__Required work__: Return nothing but the lines from the line containing "One pin per instance of the man" through the last line of the records, reproduced exactly.

__Available data__:
■ ■ ■ ■
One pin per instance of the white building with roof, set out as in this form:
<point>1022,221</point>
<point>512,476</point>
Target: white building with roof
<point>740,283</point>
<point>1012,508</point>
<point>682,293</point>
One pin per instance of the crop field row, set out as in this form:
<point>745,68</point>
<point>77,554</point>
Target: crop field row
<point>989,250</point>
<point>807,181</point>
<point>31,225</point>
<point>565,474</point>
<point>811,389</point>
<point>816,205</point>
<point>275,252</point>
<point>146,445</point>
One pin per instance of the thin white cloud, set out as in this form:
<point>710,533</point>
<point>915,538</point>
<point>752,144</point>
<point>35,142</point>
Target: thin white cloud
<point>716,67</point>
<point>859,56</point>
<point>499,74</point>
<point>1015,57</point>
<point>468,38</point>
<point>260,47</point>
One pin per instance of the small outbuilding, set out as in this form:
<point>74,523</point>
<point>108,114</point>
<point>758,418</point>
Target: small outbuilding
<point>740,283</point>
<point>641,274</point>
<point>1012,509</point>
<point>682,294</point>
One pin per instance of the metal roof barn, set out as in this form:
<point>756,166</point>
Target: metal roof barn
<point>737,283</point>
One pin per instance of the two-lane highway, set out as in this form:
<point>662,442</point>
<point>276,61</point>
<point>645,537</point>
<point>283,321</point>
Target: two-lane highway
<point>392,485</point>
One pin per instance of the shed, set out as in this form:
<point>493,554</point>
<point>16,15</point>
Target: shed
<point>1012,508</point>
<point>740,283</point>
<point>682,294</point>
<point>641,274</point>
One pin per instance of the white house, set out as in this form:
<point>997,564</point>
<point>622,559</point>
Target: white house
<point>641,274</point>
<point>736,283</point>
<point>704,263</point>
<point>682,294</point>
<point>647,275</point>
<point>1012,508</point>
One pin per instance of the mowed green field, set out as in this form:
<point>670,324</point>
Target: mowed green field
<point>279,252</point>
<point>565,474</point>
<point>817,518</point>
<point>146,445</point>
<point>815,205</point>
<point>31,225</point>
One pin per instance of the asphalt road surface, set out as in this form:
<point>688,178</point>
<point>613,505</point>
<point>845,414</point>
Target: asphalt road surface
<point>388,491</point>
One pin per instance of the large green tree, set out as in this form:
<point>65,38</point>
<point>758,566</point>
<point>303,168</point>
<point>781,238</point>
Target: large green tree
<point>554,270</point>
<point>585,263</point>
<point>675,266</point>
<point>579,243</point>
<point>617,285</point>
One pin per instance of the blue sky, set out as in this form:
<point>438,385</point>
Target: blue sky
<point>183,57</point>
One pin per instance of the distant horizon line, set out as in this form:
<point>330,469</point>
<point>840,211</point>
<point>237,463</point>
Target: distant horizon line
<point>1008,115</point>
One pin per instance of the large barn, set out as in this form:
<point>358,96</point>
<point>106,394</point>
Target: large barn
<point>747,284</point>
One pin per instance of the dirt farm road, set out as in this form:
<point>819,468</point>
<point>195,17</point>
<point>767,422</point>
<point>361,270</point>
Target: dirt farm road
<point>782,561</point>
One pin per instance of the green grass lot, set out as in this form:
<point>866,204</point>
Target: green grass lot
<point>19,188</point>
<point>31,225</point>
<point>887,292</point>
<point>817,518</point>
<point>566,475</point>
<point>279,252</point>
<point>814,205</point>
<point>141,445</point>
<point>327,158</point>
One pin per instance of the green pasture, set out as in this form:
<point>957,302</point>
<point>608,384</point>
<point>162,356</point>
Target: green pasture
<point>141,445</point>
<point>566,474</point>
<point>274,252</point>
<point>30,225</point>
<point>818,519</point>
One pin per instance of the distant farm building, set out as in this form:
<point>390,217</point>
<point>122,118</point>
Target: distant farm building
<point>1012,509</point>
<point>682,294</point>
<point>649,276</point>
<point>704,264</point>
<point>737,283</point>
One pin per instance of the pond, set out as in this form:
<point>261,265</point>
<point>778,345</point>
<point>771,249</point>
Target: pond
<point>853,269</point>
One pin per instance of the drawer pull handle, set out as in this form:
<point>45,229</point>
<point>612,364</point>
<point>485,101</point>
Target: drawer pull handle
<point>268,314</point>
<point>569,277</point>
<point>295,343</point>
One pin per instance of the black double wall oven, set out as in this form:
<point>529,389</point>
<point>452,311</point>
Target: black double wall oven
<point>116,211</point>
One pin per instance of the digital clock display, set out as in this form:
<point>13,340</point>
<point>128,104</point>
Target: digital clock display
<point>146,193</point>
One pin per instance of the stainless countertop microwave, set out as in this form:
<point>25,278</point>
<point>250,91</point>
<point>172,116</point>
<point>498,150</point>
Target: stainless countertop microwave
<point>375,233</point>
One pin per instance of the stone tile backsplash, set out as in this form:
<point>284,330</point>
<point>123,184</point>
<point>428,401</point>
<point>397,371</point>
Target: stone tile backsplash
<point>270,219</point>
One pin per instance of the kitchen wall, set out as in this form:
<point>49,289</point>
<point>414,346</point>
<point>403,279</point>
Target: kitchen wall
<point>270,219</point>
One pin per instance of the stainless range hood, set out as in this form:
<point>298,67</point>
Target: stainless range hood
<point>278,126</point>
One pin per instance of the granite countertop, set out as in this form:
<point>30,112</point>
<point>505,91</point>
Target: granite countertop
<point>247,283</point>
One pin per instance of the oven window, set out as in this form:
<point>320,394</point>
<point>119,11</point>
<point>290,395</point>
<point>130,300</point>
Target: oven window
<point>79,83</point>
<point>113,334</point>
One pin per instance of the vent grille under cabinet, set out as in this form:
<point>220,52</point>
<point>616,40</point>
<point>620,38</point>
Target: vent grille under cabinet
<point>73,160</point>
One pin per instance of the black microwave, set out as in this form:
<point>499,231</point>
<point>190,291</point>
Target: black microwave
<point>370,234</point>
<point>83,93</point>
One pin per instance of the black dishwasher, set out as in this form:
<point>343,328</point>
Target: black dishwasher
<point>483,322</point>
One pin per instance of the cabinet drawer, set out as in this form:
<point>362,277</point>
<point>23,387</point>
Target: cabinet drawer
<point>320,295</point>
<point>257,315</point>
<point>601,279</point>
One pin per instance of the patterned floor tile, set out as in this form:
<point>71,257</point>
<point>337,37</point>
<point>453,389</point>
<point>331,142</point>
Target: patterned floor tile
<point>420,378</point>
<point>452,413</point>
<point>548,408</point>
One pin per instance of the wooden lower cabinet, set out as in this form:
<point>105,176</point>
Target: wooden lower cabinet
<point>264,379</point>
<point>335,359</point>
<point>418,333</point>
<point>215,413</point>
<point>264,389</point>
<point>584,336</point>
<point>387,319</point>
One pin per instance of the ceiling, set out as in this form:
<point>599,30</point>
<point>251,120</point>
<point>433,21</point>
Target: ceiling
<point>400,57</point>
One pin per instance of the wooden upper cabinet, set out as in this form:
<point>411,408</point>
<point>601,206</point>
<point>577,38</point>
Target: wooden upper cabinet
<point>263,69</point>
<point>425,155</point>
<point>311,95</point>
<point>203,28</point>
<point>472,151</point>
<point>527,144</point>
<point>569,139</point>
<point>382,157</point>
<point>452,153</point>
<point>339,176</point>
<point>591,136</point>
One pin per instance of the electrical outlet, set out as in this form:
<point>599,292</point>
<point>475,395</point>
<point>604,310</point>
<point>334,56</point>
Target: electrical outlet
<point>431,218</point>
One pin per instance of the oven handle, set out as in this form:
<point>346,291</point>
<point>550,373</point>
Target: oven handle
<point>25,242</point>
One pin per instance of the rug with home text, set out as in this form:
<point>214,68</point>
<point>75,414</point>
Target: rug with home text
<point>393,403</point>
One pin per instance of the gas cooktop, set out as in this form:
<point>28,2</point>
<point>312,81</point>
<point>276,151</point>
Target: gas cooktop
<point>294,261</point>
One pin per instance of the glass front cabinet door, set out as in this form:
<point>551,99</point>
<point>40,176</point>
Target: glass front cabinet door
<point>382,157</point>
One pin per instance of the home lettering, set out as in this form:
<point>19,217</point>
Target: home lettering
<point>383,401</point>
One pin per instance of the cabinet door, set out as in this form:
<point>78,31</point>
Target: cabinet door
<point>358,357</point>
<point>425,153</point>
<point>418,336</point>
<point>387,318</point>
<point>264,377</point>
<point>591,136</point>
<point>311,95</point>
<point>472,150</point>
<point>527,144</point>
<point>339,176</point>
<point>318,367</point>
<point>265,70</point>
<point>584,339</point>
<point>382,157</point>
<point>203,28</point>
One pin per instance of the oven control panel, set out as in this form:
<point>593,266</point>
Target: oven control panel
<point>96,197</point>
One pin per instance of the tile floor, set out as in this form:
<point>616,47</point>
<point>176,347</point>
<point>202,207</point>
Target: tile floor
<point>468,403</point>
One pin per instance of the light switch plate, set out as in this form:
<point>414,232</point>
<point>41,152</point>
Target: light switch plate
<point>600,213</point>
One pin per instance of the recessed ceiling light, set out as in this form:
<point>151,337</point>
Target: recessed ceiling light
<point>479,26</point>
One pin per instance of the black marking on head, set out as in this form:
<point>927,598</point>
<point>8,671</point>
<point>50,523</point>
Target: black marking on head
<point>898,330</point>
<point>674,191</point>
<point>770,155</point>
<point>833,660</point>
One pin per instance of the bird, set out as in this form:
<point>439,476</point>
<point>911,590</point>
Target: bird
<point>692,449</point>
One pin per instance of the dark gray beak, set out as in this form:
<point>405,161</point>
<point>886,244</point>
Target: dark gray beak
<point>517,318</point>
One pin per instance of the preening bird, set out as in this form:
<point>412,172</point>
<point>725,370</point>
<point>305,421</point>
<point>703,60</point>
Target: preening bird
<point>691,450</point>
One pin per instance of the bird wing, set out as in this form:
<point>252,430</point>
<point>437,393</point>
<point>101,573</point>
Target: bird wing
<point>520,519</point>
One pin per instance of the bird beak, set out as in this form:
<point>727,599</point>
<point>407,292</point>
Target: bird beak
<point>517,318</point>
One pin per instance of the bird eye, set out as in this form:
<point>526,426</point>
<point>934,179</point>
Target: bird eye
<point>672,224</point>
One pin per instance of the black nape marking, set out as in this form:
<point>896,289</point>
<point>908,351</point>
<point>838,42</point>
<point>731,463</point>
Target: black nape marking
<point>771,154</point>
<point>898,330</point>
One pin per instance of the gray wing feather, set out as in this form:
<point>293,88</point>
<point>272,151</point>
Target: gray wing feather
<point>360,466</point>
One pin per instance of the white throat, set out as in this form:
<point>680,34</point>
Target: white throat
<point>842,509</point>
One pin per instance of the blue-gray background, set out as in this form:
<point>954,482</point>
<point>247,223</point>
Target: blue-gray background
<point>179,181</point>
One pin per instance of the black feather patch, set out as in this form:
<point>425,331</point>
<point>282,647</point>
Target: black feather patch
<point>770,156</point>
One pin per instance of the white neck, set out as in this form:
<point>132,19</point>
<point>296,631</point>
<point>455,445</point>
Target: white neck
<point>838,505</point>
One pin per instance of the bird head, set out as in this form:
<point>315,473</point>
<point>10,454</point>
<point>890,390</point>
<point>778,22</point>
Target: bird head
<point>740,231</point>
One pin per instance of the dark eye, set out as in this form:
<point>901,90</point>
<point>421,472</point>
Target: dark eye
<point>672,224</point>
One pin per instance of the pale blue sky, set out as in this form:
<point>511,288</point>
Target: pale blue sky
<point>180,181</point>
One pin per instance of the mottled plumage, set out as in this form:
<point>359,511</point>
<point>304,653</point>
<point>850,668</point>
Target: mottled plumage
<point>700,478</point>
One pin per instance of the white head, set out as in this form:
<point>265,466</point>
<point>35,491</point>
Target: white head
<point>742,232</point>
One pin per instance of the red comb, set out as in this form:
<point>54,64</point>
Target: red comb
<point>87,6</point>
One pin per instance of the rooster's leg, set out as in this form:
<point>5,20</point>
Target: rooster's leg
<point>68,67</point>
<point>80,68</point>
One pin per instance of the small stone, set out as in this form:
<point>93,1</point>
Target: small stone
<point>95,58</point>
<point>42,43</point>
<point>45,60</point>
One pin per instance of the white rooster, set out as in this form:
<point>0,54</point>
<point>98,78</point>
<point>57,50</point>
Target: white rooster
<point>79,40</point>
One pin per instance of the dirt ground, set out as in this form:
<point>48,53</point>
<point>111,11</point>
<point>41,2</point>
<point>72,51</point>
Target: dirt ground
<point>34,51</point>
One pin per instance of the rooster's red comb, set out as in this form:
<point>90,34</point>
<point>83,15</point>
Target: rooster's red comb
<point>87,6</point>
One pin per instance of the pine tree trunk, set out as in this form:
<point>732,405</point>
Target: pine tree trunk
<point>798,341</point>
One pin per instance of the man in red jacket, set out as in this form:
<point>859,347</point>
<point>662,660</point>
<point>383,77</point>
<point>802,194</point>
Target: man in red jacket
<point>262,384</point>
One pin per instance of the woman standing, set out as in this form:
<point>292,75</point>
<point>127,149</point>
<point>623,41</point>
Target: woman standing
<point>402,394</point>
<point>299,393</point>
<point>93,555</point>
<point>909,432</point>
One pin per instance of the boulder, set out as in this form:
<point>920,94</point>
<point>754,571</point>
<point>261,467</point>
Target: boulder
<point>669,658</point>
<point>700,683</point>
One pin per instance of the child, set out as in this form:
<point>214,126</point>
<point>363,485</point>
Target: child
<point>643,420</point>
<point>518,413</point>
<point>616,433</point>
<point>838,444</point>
■ ■ ■ ■
__Task response__:
One pin per instance of the man in red jacket, set out as in this form:
<point>859,347</point>
<point>662,660</point>
<point>383,77</point>
<point>802,194</point>
Target: man in red jacket
<point>262,384</point>
One pin per instance of the woman standing, set out as in this form:
<point>292,75</point>
<point>127,149</point>
<point>623,41</point>
Target: woman standing
<point>402,394</point>
<point>299,393</point>
<point>93,555</point>
<point>909,432</point>
One pin per instance of the boulder, set out as in this form:
<point>920,94</point>
<point>754,571</point>
<point>261,467</point>
Target: boulder
<point>669,658</point>
<point>700,683</point>
One pin per instance of the child, set out as in this form:
<point>214,126</point>
<point>363,485</point>
Target: child
<point>643,420</point>
<point>518,413</point>
<point>616,433</point>
<point>838,444</point>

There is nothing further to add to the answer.